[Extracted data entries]
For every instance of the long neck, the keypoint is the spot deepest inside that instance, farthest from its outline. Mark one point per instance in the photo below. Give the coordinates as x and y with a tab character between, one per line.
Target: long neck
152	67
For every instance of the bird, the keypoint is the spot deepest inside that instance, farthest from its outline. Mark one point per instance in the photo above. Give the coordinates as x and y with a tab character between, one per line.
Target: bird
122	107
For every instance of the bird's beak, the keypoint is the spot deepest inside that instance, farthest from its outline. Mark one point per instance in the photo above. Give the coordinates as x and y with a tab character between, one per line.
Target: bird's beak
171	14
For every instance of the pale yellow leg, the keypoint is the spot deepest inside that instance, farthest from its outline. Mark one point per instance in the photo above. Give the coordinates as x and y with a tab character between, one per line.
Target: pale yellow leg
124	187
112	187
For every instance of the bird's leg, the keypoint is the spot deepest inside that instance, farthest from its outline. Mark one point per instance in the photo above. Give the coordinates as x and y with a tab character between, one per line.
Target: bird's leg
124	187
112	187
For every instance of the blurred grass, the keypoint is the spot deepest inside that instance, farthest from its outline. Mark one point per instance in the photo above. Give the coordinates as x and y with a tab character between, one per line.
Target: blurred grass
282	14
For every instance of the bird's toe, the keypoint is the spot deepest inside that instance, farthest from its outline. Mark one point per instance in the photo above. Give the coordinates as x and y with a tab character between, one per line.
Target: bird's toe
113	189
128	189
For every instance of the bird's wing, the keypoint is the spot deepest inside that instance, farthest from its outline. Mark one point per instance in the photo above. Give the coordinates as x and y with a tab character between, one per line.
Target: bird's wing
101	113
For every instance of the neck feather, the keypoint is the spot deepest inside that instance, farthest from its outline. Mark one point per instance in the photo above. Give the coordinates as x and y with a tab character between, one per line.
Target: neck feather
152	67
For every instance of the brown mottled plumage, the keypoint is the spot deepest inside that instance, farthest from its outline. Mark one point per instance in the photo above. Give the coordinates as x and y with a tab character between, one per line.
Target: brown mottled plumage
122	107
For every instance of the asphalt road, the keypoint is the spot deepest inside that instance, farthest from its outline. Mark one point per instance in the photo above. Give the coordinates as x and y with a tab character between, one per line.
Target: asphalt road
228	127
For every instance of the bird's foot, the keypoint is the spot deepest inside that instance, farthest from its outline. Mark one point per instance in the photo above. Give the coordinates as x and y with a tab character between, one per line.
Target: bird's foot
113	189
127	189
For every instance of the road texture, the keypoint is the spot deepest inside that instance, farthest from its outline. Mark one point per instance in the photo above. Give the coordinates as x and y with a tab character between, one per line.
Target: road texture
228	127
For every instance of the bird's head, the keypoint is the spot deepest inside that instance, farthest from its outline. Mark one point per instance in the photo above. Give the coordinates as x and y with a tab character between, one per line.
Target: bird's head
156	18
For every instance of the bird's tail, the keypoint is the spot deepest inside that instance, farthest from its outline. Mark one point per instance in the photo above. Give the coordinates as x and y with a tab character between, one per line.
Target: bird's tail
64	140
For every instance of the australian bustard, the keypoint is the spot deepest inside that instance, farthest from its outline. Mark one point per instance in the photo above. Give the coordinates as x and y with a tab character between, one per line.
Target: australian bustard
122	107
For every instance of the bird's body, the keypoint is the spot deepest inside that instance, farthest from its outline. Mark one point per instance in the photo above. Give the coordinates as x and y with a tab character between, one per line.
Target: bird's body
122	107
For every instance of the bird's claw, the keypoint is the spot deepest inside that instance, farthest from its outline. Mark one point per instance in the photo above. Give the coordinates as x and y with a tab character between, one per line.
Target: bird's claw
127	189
--
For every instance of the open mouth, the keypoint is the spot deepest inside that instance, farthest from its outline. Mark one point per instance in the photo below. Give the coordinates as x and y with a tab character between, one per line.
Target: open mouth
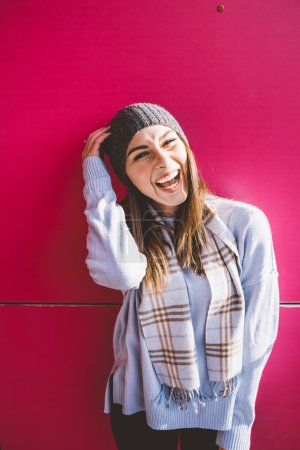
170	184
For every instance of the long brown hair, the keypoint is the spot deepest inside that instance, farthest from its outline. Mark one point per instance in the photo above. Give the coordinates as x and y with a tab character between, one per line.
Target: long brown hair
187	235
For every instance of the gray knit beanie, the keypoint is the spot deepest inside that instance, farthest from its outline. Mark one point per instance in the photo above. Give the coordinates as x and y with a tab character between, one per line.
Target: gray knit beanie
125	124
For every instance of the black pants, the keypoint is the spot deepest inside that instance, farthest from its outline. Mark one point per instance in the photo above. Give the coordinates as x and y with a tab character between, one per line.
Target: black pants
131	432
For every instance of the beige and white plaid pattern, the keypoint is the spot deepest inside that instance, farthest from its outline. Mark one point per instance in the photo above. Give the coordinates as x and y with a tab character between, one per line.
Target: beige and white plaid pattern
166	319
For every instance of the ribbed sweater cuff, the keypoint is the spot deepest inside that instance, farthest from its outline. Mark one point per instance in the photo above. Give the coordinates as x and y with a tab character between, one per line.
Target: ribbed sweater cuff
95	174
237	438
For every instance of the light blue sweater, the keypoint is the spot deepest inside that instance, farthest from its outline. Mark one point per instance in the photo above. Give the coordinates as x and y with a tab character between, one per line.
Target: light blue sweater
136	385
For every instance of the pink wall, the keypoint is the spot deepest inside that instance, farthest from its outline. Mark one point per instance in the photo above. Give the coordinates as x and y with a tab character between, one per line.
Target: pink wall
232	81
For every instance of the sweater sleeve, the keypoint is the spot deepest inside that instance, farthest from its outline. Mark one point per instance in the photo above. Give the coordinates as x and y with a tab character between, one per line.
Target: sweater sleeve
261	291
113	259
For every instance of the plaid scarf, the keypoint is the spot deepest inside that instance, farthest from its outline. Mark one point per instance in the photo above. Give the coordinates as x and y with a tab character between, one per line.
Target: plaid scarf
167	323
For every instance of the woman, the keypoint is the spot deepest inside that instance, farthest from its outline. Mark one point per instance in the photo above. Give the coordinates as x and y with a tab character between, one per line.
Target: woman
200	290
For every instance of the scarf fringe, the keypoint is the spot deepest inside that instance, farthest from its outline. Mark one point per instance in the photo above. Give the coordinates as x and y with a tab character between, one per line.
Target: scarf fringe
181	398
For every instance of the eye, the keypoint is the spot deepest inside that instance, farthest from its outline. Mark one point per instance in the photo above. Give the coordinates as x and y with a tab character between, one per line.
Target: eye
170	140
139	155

WHAT IS BEING ASKED ▸
There is a run of lines above from the one with "Target: plaid scarf" to the one with "For every instance of the woman, the"; print exactly that run, both ends included, and nothing else.

THE ANSWER ▸
Target: plaid scarf
167	323
For every instance of the woman, the keypoint is the spot deepest inside that instance, farthest from its outline. Mark one point per instance in the photo above. Give the coordinates as x and y with a tab character between, one per line.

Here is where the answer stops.